======== Given data ========

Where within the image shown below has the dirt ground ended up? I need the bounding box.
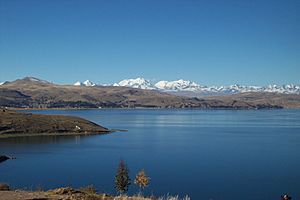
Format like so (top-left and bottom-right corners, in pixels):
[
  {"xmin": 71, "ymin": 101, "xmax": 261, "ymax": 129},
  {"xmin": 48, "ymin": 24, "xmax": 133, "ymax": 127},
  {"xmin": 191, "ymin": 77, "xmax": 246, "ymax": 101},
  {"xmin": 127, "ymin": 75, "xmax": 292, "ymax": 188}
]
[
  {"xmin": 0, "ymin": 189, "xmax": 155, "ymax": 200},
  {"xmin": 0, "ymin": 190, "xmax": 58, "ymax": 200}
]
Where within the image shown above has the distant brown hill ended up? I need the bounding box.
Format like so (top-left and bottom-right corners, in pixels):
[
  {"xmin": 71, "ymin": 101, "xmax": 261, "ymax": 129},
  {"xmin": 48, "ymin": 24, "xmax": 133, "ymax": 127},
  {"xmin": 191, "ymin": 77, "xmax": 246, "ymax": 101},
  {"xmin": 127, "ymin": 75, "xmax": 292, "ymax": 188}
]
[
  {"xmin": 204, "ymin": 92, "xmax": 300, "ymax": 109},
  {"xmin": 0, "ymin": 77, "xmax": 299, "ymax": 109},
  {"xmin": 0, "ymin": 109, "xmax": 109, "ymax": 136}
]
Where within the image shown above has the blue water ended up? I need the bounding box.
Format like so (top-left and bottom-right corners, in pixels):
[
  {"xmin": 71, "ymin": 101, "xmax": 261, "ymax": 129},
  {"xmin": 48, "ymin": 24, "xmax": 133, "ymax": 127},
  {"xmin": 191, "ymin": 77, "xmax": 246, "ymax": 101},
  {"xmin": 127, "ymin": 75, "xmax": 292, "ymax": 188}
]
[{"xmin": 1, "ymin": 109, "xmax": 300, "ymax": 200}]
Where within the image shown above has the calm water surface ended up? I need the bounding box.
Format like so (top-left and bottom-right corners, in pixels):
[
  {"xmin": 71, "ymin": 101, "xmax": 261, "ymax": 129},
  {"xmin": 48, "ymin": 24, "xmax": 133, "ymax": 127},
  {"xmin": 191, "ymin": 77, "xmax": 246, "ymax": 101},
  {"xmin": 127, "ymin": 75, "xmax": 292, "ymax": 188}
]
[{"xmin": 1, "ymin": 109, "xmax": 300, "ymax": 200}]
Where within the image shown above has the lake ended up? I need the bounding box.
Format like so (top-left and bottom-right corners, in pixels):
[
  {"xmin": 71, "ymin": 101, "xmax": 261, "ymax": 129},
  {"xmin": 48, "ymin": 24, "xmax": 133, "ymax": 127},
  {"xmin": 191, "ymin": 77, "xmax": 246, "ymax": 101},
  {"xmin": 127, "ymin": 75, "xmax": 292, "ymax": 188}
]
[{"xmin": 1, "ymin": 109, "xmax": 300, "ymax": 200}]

========
======== Given data ========

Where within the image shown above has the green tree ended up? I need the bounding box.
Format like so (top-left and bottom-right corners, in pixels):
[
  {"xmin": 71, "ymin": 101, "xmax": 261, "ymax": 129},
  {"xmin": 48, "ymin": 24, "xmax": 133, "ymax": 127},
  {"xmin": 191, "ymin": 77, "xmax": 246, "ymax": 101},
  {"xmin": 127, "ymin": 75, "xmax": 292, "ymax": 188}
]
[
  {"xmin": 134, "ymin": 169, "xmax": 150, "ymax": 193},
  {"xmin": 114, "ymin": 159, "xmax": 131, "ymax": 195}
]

========

(Exercise details) Filter the records for lines holding the string "water". Copy each one.

(Answer for this exercise)
Where within the image shown above has the blue water ended up? I need the bounding box.
Where within the image shown above has the calm water surface ended up? I need the bounding box.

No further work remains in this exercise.